== STUDY MATERIAL ==
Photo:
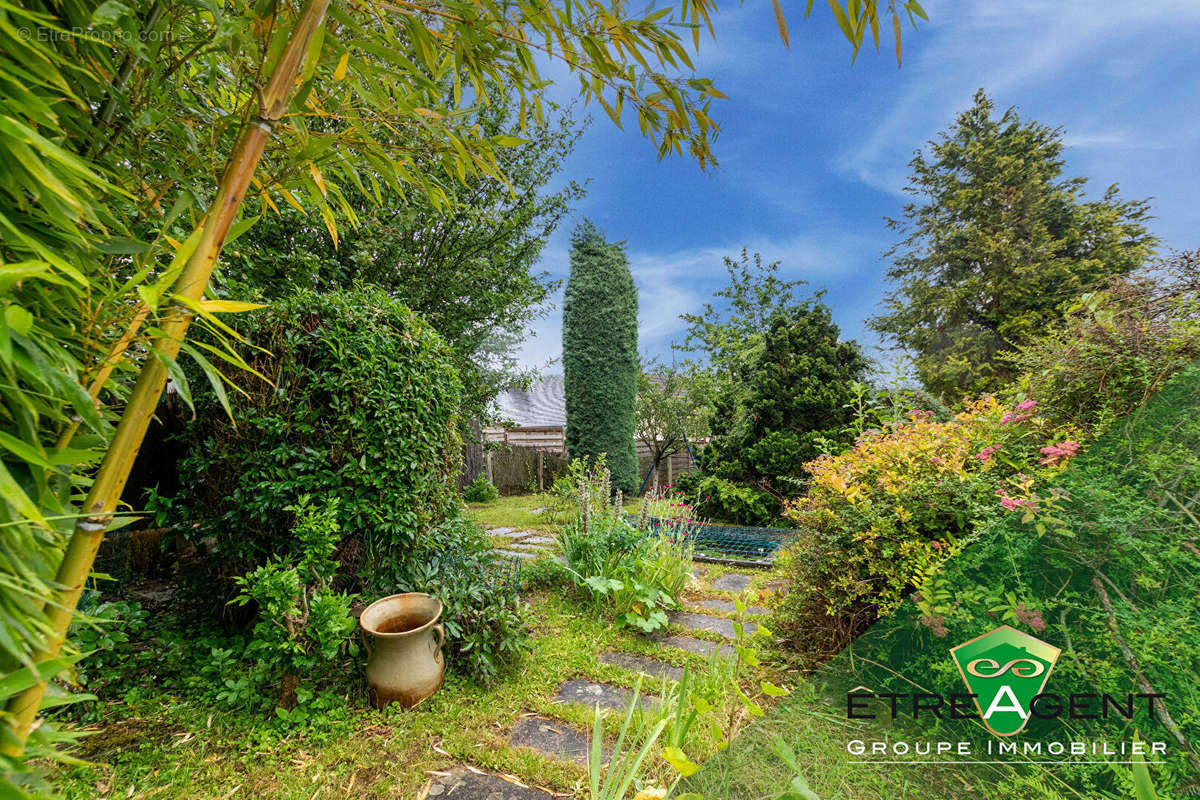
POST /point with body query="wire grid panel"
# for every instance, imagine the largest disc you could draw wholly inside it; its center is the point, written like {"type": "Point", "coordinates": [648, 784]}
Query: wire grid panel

==

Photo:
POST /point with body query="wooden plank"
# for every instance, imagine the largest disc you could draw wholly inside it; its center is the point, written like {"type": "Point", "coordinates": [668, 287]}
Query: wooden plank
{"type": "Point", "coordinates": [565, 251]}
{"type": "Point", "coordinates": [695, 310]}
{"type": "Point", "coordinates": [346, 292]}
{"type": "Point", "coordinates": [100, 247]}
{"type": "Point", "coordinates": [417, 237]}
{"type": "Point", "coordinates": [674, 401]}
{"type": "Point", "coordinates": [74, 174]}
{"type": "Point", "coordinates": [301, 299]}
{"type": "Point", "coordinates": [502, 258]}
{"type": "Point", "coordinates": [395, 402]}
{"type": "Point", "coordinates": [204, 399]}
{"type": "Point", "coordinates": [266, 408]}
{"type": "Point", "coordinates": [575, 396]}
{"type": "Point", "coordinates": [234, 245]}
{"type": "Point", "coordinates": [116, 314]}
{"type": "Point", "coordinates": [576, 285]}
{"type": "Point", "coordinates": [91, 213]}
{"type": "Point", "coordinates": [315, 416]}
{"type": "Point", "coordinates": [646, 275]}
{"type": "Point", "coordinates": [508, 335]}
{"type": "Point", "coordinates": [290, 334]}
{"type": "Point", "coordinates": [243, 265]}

...

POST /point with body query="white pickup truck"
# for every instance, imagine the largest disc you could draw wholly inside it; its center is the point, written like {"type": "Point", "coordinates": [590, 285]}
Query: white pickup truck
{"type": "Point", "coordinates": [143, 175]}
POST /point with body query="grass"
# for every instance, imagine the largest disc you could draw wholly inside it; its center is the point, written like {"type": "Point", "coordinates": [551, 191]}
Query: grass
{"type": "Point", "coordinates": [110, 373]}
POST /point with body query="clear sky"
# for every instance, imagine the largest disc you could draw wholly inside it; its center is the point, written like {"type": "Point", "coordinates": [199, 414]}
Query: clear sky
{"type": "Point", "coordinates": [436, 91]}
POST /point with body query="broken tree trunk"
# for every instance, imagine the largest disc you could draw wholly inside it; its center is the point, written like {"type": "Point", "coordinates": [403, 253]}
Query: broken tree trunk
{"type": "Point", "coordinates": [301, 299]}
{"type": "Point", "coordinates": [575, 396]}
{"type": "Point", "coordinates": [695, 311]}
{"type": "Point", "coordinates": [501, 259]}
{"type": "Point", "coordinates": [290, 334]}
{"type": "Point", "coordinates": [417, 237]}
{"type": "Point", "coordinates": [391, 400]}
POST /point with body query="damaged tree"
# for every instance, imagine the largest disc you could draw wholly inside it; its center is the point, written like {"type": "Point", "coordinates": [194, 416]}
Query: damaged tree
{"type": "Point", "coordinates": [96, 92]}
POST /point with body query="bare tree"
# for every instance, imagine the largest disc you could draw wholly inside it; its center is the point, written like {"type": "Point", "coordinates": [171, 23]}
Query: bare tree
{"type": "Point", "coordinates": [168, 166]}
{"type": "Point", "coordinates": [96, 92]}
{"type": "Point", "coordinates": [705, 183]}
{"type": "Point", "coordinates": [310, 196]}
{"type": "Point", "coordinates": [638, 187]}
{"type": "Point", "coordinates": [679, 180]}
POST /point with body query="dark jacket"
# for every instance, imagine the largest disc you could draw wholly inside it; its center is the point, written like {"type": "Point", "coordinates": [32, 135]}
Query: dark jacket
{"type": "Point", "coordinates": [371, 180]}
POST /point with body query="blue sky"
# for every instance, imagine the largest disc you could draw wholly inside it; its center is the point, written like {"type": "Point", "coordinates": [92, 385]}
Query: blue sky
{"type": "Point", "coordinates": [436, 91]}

== ACTIVITY ==
If a line in the listing holds the word "POST", copy it out.

== RESPONSE TO THIS EXERCISE ==
POST /point with body query="wire grid panel"
POST /point with body query="wooden plank"
POST /point with body query="white pickup truck"
POST /point with body query="grass"
POST /point with body query="clear sky"
POST /point with body query="broken tree trunk"
POST /point with body query="damaged tree"
POST /point with body query="bare tree"
POST /point with body query="dark jacket"
POST /point with body query="blue sky"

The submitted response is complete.